=== ROWS ===
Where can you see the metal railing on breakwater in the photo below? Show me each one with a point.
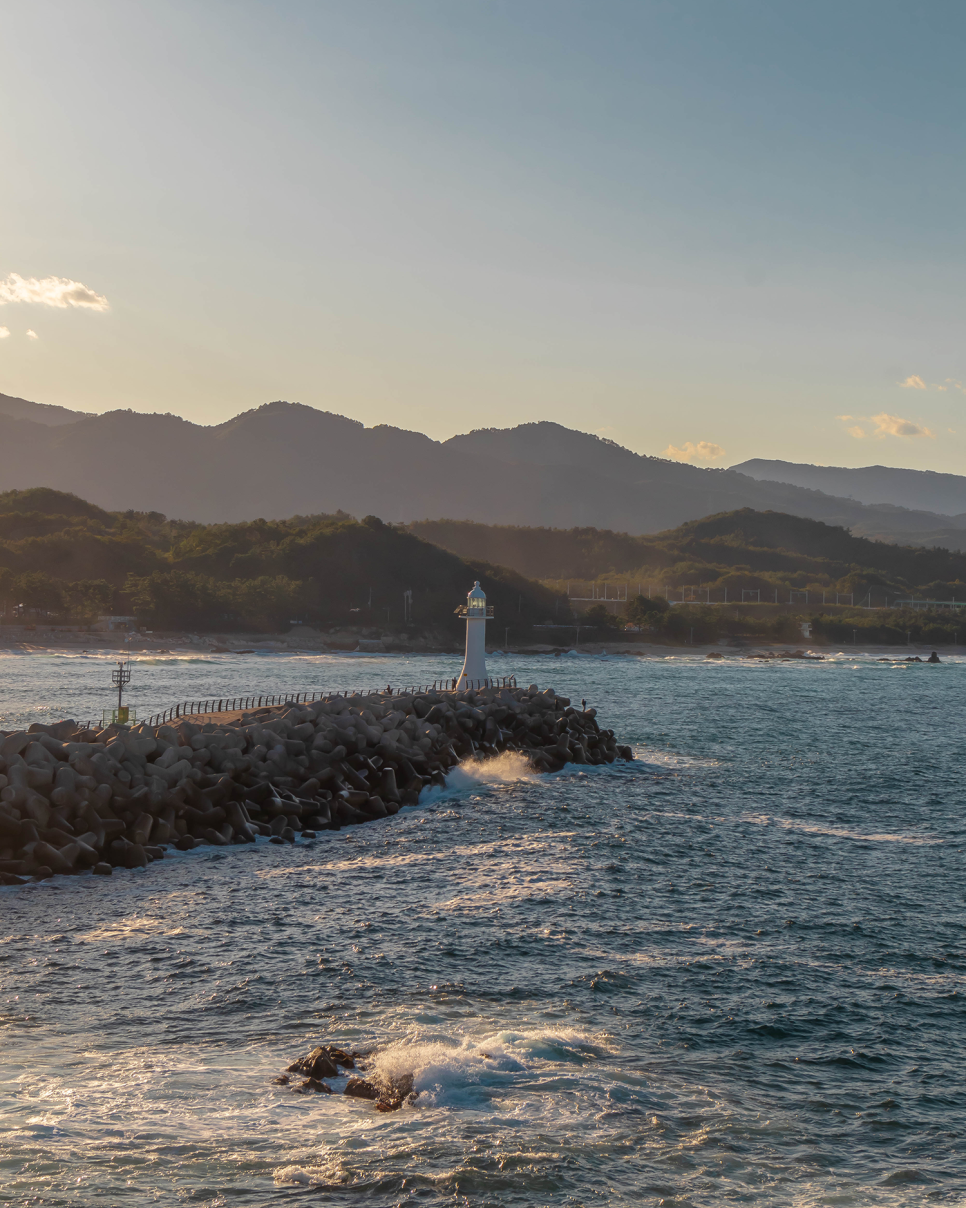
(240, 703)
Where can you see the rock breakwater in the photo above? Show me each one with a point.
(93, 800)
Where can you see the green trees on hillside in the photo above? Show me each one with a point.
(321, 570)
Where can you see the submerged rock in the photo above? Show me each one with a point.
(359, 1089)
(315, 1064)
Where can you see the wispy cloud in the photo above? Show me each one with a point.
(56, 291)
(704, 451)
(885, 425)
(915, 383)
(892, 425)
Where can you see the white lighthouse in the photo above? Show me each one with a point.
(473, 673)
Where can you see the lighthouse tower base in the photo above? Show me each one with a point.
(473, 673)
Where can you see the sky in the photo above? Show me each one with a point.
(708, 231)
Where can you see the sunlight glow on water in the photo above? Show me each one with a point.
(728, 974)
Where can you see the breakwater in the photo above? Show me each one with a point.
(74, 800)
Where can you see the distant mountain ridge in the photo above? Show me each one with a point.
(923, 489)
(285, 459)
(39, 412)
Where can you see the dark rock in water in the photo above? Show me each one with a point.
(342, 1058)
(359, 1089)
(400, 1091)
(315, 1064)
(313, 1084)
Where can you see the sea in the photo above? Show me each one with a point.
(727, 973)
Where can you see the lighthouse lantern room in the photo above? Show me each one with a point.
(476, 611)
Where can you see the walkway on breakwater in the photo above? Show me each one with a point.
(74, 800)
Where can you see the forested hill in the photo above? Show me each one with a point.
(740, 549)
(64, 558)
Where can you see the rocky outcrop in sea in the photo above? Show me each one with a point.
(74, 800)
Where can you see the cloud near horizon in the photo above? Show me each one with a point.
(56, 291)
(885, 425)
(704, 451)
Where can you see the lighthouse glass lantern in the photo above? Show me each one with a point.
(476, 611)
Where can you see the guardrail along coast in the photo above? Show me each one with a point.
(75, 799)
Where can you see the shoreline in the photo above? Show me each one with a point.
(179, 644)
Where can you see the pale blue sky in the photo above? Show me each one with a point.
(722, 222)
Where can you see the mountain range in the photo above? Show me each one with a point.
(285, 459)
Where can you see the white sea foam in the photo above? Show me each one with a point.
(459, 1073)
===
=== ROWS ===
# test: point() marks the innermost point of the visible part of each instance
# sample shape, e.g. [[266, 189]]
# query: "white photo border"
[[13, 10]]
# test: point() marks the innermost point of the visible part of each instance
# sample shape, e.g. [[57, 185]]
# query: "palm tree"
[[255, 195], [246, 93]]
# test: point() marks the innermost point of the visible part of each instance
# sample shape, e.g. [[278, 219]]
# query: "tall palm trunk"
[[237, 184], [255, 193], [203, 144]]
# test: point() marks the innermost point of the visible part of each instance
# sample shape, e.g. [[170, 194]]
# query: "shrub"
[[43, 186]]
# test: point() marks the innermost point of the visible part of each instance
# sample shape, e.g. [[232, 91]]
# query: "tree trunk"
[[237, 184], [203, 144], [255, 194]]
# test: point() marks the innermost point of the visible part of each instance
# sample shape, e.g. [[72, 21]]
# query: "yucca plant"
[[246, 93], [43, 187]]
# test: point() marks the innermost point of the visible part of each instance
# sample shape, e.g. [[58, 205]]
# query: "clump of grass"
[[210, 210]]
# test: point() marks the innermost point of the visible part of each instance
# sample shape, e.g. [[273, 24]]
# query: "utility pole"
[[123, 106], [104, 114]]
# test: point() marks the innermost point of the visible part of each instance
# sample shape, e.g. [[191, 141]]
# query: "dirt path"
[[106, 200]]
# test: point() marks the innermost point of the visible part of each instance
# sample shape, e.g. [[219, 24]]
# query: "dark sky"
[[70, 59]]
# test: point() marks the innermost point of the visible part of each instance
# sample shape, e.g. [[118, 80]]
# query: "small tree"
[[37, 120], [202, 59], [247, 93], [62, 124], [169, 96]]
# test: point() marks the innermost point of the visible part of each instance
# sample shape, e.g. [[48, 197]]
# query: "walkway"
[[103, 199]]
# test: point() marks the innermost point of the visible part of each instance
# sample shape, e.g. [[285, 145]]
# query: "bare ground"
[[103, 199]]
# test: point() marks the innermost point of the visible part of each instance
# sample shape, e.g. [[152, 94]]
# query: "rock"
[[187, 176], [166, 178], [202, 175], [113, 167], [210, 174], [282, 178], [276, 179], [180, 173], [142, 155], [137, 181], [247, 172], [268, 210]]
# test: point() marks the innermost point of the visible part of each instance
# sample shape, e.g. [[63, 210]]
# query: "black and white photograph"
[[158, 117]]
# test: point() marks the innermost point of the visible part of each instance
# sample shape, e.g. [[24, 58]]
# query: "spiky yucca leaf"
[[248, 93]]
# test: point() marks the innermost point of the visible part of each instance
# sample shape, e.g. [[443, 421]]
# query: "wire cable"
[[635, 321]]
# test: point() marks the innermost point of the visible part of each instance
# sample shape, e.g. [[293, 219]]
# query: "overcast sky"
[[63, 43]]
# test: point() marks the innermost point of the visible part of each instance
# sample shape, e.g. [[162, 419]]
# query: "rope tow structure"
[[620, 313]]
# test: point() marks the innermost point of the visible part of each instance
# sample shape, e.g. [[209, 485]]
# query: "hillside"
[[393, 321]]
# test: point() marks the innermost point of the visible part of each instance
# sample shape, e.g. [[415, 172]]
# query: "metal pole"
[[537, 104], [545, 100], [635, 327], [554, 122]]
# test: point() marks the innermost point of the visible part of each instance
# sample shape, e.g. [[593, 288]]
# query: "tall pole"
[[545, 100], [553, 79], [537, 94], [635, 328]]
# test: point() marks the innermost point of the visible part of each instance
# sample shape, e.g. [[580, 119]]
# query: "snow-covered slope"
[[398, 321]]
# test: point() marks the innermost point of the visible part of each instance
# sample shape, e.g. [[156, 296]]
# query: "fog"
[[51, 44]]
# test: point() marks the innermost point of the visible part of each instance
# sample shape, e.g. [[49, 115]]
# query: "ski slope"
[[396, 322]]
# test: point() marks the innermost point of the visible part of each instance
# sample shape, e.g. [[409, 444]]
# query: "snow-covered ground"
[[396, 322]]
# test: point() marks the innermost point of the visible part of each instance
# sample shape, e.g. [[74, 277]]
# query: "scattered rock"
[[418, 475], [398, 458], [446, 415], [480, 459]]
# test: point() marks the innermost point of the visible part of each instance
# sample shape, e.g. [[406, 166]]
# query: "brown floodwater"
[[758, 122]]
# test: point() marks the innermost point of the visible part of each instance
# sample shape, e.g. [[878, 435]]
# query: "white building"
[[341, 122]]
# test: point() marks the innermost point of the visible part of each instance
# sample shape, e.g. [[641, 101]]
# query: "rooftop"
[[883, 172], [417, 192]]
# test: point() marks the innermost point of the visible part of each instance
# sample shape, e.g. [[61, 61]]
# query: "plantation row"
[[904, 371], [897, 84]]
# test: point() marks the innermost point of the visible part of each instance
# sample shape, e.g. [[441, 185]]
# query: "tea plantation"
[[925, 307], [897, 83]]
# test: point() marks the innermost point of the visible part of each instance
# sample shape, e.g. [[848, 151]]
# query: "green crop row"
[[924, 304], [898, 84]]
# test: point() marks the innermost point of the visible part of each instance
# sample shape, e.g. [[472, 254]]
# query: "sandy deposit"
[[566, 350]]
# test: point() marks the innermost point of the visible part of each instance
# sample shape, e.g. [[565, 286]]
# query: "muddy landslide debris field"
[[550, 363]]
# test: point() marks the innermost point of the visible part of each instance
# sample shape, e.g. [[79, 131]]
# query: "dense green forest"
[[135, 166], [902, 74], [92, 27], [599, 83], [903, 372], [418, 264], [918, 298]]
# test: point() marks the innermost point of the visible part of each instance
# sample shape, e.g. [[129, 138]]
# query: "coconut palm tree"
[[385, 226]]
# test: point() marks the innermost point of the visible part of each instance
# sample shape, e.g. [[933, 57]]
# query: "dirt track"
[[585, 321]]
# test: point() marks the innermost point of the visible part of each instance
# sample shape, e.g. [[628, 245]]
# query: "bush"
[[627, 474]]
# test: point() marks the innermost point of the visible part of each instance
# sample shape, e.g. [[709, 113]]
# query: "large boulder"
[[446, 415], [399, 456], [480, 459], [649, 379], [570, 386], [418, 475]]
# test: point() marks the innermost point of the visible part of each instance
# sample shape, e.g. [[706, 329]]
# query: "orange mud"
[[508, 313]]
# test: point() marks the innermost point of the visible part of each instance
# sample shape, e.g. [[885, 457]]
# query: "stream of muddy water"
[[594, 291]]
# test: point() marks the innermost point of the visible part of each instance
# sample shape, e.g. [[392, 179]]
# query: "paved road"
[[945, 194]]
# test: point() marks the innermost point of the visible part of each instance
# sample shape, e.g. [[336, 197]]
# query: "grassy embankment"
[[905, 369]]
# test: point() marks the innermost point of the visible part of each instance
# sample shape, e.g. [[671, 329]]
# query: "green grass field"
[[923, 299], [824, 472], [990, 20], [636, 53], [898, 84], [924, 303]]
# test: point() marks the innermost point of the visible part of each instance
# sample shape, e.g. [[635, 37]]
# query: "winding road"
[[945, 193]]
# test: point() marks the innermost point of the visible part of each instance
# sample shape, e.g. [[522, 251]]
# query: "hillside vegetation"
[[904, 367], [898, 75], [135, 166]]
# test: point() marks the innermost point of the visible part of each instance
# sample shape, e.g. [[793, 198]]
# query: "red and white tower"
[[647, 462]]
===
Count the lines of the items above that contain the string "ground", and give only that number.

RESPONSE TO THIS EXERCISE — 2